*Your task:* Every line in the listing below from the one with "find dry brown grass" through the one with "find overcast sky" is to be reproduced exactly, both ends included; leave out the rest.

*The input:*
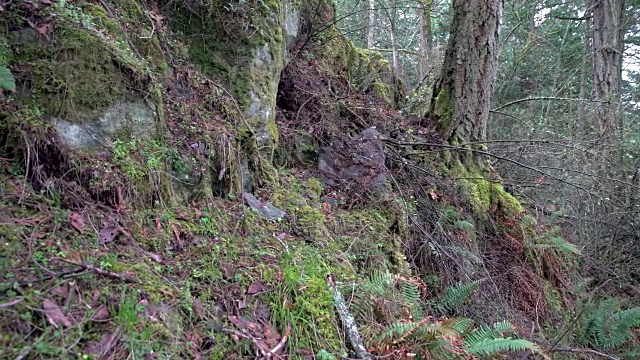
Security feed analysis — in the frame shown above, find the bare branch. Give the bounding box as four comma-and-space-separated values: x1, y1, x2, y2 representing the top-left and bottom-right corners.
492, 96, 611, 112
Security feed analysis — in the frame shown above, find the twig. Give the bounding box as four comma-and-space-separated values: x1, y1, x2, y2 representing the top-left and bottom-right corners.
0, 297, 24, 308
492, 96, 611, 112
261, 323, 292, 359
54, 258, 137, 283
221, 328, 269, 357
551, 347, 620, 360
327, 275, 372, 359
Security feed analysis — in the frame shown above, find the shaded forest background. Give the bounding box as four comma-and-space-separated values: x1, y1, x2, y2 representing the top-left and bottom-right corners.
1, 0, 640, 359
336, 0, 640, 291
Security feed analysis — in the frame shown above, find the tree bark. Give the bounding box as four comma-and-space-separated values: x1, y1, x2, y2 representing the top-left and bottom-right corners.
428, 0, 503, 145
418, 0, 433, 81
591, 0, 625, 139
367, 0, 375, 49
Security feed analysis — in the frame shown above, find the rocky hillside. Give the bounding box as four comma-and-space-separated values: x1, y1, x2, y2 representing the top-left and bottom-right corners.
0, 0, 586, 358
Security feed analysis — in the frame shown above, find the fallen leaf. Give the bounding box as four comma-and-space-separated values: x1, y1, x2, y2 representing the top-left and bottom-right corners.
84, 332, 119, 357
155, 215, 162, 231
170, 221, 181, 243
91, 305, 110, 321
236, 299, 247, 310
43, 298, 72, 328
99, 226, 119, 244
247, 281, 267, 295
69, 212, 85, 232
149, 11, 164, 23
193, 298, 204, 320
144, 250, 162, 263
36, 23, 52, 38
176, 209, 189, 220
222, 265, 234, 279
50, 283, 71, 298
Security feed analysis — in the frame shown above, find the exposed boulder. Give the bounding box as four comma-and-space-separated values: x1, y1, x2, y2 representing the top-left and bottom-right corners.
318, 126, 388, 197
53, 101, 156, 150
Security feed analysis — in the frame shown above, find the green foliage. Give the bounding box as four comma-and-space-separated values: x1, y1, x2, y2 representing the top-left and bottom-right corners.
463, 322, 547, 358
530, 226, 581, 256
0, 66, 15, 92
576, 298, 640, 351
466, 338, 545, 357
464, 321, 517, 345
354, 271, 547, 358
431, 280, 481, 314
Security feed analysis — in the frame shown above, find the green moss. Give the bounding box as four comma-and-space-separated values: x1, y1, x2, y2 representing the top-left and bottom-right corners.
0, 38, 11, 67
541, 279, 564, 314
305, 177, 323, 201
445, 162, 524, 217
271, 246, 343, 354
433, 88, 454, 138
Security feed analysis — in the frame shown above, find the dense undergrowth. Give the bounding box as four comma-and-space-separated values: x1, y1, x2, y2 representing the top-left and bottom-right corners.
1, 0, 639, 359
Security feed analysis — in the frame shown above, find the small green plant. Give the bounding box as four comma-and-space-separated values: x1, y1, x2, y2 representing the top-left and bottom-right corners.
576, 298, 640, 351
197, 217, 219, 236
0, 66, 16, 92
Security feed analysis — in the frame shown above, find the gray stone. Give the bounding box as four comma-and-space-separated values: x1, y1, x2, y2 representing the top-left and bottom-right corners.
243, 192, 286, 220
53, 101, 156, 150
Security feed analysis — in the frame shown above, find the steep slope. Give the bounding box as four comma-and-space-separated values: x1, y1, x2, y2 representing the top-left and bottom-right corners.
0, 0, 584, 358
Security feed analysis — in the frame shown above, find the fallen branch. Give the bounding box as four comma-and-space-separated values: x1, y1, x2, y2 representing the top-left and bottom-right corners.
262, 324, 292, 360
0, 297, 24, 308
327, 275, 372, 360
55, 258, 137, 283
221, 323, 291, 359
551, 347, 620, 360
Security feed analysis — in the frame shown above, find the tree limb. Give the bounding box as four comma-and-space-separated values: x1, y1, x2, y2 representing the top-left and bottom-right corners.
551, 347, 620, 360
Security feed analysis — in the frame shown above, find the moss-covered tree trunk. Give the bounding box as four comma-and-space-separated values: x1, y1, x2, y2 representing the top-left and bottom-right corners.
428, 0, 502, 147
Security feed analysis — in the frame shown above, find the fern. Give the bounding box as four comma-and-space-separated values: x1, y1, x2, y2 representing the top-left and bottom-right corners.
530, 235, 581, 255
454, 220, 475, 232
0, 67, 15, 92
355, 272, 548, 359
432, 280, 481, 314
464, 321, 516, 345
400, 281, 423, 320
449, 317, 474, 335
464, 322, 549, 359
577, 298, 640, 350
466, 338, 546, 357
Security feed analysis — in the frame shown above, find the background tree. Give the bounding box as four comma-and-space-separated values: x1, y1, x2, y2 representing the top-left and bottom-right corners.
429, 0, 503, 147
591, 0, 625, 138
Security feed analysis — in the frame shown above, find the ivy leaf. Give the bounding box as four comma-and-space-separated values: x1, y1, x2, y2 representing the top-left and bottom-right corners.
0, 67, 16, 92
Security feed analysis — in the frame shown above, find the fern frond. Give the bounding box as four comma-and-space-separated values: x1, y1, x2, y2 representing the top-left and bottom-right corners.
466, 338, 548, 358
621, 349, 640, 359
549, 236, 582, 255
464, 321, 517, 346
449, 317, 474, 335
577, 298, 640, 350
433, 280, 481, 313
399, 281, 422, 319
368, 271, 393, 295
454, 220, 475, 232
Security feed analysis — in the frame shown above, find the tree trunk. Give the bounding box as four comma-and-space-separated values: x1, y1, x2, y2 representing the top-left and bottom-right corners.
389, 0, 399, 72
418, 0, 433, 81
367, 0, 375, 49
428, 0, 503, 146
579, 18, 591, 134
591, 0, 625, 139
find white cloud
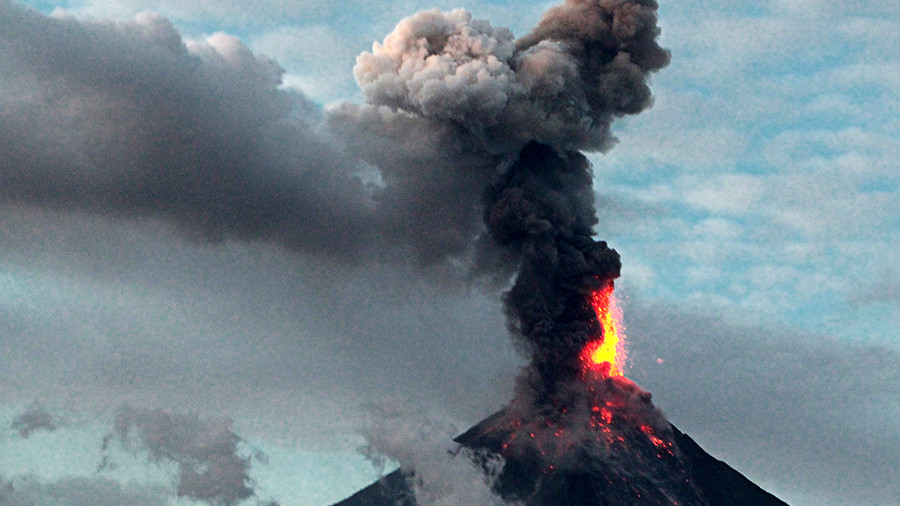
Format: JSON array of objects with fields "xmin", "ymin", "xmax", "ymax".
[{"xmin": 677, "ymin": 174, "xmax": 764, "ymax": 215}]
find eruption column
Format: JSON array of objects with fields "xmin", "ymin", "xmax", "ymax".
[
  {"xmin": 338, "ymin": 4, "xmax": 790, "ymax": 504},
  {"xmin": 351, "ymin": 0, "xmax": 669, "ymax": 408}
]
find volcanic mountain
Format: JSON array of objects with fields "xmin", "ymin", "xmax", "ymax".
[
  {"xmin": 335, "ymin": 286, "xmax": 787, "ymax": 506},
  {"xmin": 335, "ymin": 379, "xmax": 789, "ymax": 506}
]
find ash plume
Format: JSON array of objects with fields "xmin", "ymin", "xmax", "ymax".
[
  {"xmin": 341, "ymin": 0, "xmax": 668, "ymax": 401},
  {"xmin": 2, "ymin": 0, "xmax": 667, "ymax": 404},
  {"xmin": 0, "ymin": 1, "xmax": 377, "ymax": 261},
  {"xmin": 477, "ymin": 0, "xmax": 669, "ymax": 398}
]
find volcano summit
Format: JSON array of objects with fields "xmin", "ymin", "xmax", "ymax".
[
  {"xmin": 336, "ymin": 375, "xmax": 789, "ymax": 505},
  {"xmin": 335, "ymin": 283, "xmax": 787, "ymax": 504}
]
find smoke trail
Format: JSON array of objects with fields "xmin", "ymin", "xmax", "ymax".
[{"xmin": 343, "ymin": 0, "xmax": 668, "ymax": 400}]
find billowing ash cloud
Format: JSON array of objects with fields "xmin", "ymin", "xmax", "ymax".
[
  {"xmin": 2, "ymin": 0, "xmax": 666, "ymax": 404},
  {"xmin": 353, "ymin": 1, "xmax": 668, "ymax": 154},
  {"xmin": 331, "ymin": 0, "xmax": 667, "ymax": 274},
  {"xmin": 337, "ymin": 0, "xmax": 668, "ymax": 399},
  {"xmin": 11, "ymin": 402, "xmax": 59, "ymax": 438},
  {"xmin": 0, "ymin": 1, "xmax": 376, "ymax": 260},
  {"xmin": 105, "ymin": 406, "xmax": 260, "ymax": 505}
]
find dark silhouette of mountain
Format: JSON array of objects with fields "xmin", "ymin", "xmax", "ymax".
[{"xmin": 334, "ymin": 406, "xmax": 788, "ymax": 506}]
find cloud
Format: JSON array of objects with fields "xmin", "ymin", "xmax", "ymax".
[
  {"xmin": 0, "ymin": 2, "xmax": 380, "ymax": 262},
  {"xmin": 0, "ymin": 475, "xmax": 169, "ymax": 506},
  {"xmin": 360, "ymin": 401, "xmax": 507, "ymax": 505},
  {"xmin": 622, "ymin": 300, "xmax": 900, "ymax": 505},
  {"xmin": 11, "ymin": 402, "xmax": 59, "ymax": 438},
  {"xmin": 106, "ymin": 406, "xmax": 262, "ymax": 505}
]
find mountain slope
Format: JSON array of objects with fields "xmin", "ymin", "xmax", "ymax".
[{"xmin": 335, "ymin": 404, "xmax": 788, "ymax": 506}]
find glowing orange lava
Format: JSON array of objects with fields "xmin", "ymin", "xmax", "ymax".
[
  {"xmin": 582, "ymin": 283, "xmax": 626, "ymax": 378},
  {"xmin": 640, "ymin": 425, "xmax": 674, "ymax": 455}
]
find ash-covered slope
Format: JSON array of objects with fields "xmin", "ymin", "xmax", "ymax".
[{"xmin": 334, "ymin": 377, "xmax": 788, "ymax": 506}]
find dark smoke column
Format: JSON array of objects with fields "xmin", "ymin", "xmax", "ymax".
[
  {"xmin": 488, "ymin": 0, "xmax": 669, "ymax": 403},
  {"xmin": 496, "ymin": 0, "xmax": 668, "ymax": 400},
  {"xmin": 484, "ymin": 143, "xmax": 622, "ymax": 401},
  {"xmin": 350, "ymin": 0, "xmax": 668, "ymax": 402},
  {"xmin": 487, "ymin": 0, "xmax": 668, "ymax": 402}
]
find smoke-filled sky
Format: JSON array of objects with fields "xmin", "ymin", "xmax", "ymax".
[{"xmin": 1, "ymin": 0, "xmax": 898, "ymax": 505}]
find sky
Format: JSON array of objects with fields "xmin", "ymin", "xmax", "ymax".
[{"xmin": 0, "ymin": 0, "xmax": 898, "ymax": 505}]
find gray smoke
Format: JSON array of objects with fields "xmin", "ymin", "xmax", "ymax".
[
  {"xmin": 0, "ymin": 1, "xmax": 376, "ymax": 261},
  {"xmin": 1, "ymin": 0, "xmax": 667, "ymax": 404},
  {"xmin": 338, "ymin": 0, "xmax": 668, "ymax": 400}
]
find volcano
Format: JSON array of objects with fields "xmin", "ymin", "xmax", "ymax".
[
  {"xmin": 336, "ymin": 285, "xmax": 786, "ymax": 505},
  {"xmin": 333, "ymin": 2, "xmax": 786, "ymax": 503},
  {"xmin": 334, "ymin": 388, "xmax": 789, "ymax": 505},
  {"xmin": 334, "ymin": 281, "xmax": 787, "ymax": 505}
]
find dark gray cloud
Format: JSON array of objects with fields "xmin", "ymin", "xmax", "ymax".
[
  {"xmin": 10, "ymin": 402, "xmax": 58, "ymax": 438},
  {"xmin": 622, "ymin": 299, "xmax": 900, "ymax": 505},
  {"xmin": 0, "ymin": 1, "xmax": 376, "ymax": 261}
]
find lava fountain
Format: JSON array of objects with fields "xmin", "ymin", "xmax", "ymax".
[{"xmin": 582, "ymin": 282, "xmax": 626, "ymax": 379}]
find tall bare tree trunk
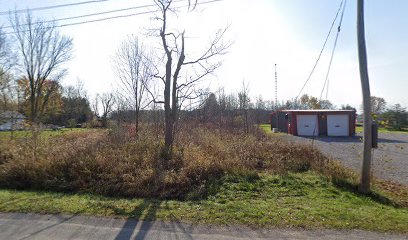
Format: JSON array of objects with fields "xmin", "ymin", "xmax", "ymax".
[
  {"xmin": 163, "ymin": 44, "xmax": 173, "ymax": 155},
  {"xmin": 154, "ymin": 0, "xmax": 230, "ymax": 158}
]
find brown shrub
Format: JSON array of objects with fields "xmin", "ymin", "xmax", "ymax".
[{"xmin": 0, "ymin": 125, "xmax": 352, "ymax": 199}]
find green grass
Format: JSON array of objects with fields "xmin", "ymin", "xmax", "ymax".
[
  {"xmin": 356, "ymin": 126, "xmax": 408, "ymax": 134},
  {"xmin": 258, "ymin": 124, "xmax": 286, "ymax": 136},
  {"xmin": 0, "ymin": 172, "xmax": 407, "ymax": 233},
  {"xmin": 258, "ymin": 124, "xmax": 272, "ymax": 133}
]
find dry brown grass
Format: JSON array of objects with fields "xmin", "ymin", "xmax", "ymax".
[{"xmin": 0, "ymin": 125, "xmax": 355, "ymax": 199}]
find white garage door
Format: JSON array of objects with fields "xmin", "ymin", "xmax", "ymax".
[
  {"xmin": 297, "ymin": 115, "xmax": 319, "ymax": 136},
  {"xmin": 327, "ymin": 114, "xmax": 349, "ymax": 136}
]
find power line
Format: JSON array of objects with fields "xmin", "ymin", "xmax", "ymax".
[
  {"xmin": 2, "ymin": 2, "xmax": 163, "ymax": 29},
  {"xmin": 312, "ymin": 1, "xmax": 346, "ymax": 147},
  {"xmin": 57, "ymin": 9, "xmax": 157, "ymax": 28},
  {"xmin": 295, "ymin": 0, "xmax": 344, "ymax": 100},
  {"xmin": 0, "ymin": 0, "xmax": 110, "ymax": 16},
  {"xmin": 2, "ymin": 0, "xmax": 186, "ymax": 30},
  {"xmin": 320, "ymin": 0, "xmax": 347, "ymax": 100},
  {"xmin": 3, "ymin": 0, "xmax": 223, "ymax": 35}
]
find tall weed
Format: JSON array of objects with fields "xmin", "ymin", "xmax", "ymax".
[{"xmin": 0, "ymin": 125, "xmax": 352, "ymax": 199}]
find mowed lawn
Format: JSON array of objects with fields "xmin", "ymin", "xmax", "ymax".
[
  {"xmin": 355, "ymin": 126, "xmax": 408, "ymax": 134},
  {"xmin": 258, "ymin": 124, "xmax": 287, "ymax": 136},
  {"xmin": 0, "ymin": 172, "xmax": 407, "ymax": 233},
  {"xmin": 258, "ymin": 124, "xmax": 272, "ymax": 133}
]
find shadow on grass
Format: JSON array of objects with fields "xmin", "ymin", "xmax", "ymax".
[
  {"xmin": 332, "ymin": 178, "xmax": 402, "ymax": 208},
  {"xmin": 183, "ymin": 173, "xmax": 260, "ymax": 201}
]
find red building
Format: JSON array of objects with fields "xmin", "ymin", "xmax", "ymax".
[{"xmin": 271, "ymin": 110, "xmax": 356, "ymax": 137}]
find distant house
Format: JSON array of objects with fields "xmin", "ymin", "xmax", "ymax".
[
  {"xmin": 0, "ymin": 111, "xmax": 26, "ymax": 131},
  {"xmin": 271, "ymin": 109, "xmax": 356, "ymax": 137}
]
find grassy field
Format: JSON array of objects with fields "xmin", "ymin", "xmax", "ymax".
[
  {"xmin": 0, "ymin": 128, "xmax": 98, "ymax": 139},
  {"xmin": 0, "ymin": 172, "xmax": 407, "ymax": 232},
  {"xmin": 356, "ymin": 126, "xmax": 408, "ymax": 134}
]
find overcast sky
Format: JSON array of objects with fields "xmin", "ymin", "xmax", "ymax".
[{"xmin": 1, "ymin": 0, "xmax": 407, "ymax": 109}]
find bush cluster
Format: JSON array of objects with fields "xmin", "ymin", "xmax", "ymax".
[{"xmin": 0, "ymin": 126, "xmax": 351, "ymax": 199}]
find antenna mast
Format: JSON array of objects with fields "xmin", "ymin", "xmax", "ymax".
[
  {"xmin": 275, "ymin": 63, "xmax": 279, "ymax": 131},
  {"xmin": 275, "ymin": 64, "xmax": 278, "ymax": 108}
]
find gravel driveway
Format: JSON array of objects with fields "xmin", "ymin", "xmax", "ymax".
[{"xmin": 280, "ymin": 132, "xmax": 408, "ymax": 185}]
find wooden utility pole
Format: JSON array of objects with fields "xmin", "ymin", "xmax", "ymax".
[{"xmin": 357, "ymin": 0, "xmax": 372, "ymax": 193}]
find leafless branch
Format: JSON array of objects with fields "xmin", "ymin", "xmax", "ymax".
[
  {"xmin": 183, "ymin": 26, "xmax": 232, "ymax": 65},
  {"xmin": 10, "ymin": 11, "xmax": 73, "ymax": 123}
]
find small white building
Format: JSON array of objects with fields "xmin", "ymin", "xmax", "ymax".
[{"xmin": 0, "ymin": 111, "xmax": 26, "ymax": 131}]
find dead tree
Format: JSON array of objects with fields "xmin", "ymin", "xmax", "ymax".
[
  {"xmin": 151, "ymin": 0, "xmax": 231, "ymax": 157},
  {"xmin": 93, "ymin": 92, "xmax": 115, "ymax": 128},
  {"xmin": 10, "ymin": 11, "xmax": 73, "ymax": 124},
  {"xmin": 238, "ymin": 81, "xmax": 250, "ymax": 133},
  {"xmin": 113, "ymin": 91, "xmax": 127, "ymax": 128},
  {"xmin": 0, "ymin": 27, "xmax": 17, "ymax": 81},
  {"xmin": 113, "ymin": 36, "xmax": 153, "ymax": 134}
]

*Reply to the exercise:*
find dry brown grass
Format: JSON array of objects with fields "xmin", "ymin", "xmax", "ymax".
[{"xmin": 0, "ymin": 125, "xmax": 355, "ymax": 199}]
find white garage door
Format: JSON array of objects with fields "xmin", "ymin", "xmax", "ymax".
[
  {"xmin": 297, "ymin": 115, "xmax": 319, "ymax": 136},
  {"xmin": 327, "ymin": 114, "xmax": 349, "ymax": 136}
]
find power line
Format: JSON array of objects with fields "xmin", "ymin", "xmax", "ymax".
[
  {"xmin": 2, "ymin": 2, "xmax": 163, "ymax": 29},
  {"xmin": 312, "ymin": 1, "xmax": 346, "ymax": 147},
  {"xmin": 57, "ymin": 9, "xmax": 157, "ymax": 28},
  {"xmin": 295, "ymin": 0, "xmax": 344, "ymax": 100},
  {"xmin": 0, "ymin": 0, "xmax": 110, "ymax": 16},
  {"xmin": 2, "ymin": 0, "xmax": 186, "ymax": 30},
  {"xmin": 320, "ymin": 0, "xmax": 347, "ymax": 100},
  {"xmin": 3, "ymin": 0, "xmax": 223, "ymax": 35}
]
find tall weed
Format: JSON array of objects with fields "xmin", "ymin", "xmax", "ymax".
[{"xmin": 0, "ymin": 125, "xmax": 352, "ymax": 199}]
find mowed lawn
Format: JSON array of objects with fields "xmin", "ymin", "xmax", "ymax".
[
  {"xmin": 355, "ymin": 126, "xmax": 408, "ymax": 134},
  {"xmin": 258, "ymin": 124, "xmax": 287, "ymax": 136},
  {"xmin": 0, "ymin": 172, "xmax": 407, "ymax": 233},
  {"xmin": 258, "ymin": 124, "xmax": 272, "ymax": 133}
]
find shadow on grass
Format: JSON array of objects with fields "xmin", "ymin", "xmax", "ymax".
[
  {"xmin": 332, "ymin": 178, "xmax": 402, "ymax": 208},
  {"xmin": 183, "ymin": 173, "xmax": 260, "ymax": 201}
]
find red building
Format: JSON array of objects with fields "xmin", "ymin", "xmax", "ymax".
[{"xmin": 271, "ymin": 110, "xmax": 356, "ymax": 137}]
find distant house
Format: JSON array of objects with fields "xmin", "ymin", "xmax", "ymax".
[
  {"xmin": 0, "ymin": 111, "xmax": 26, "ymax": 131},
  {"xmin": 271, "ymin": 109, "xmax": 356, "ymax": 137}
]
find grassy field
Format: JSON array of objects with fields "xmin", "ymin", "xmax", "ymax".
[
  {"xmin": 0, "ymin": 128, "xmax": 98, "ymax": 139},
  {"xmin": 0, "ymin": 172, "xmax": 407, "ymax": 232},
  {"xmin": 356, "ymin": 126, "xmax": 408, "ymax": 134}
]
find overcast sky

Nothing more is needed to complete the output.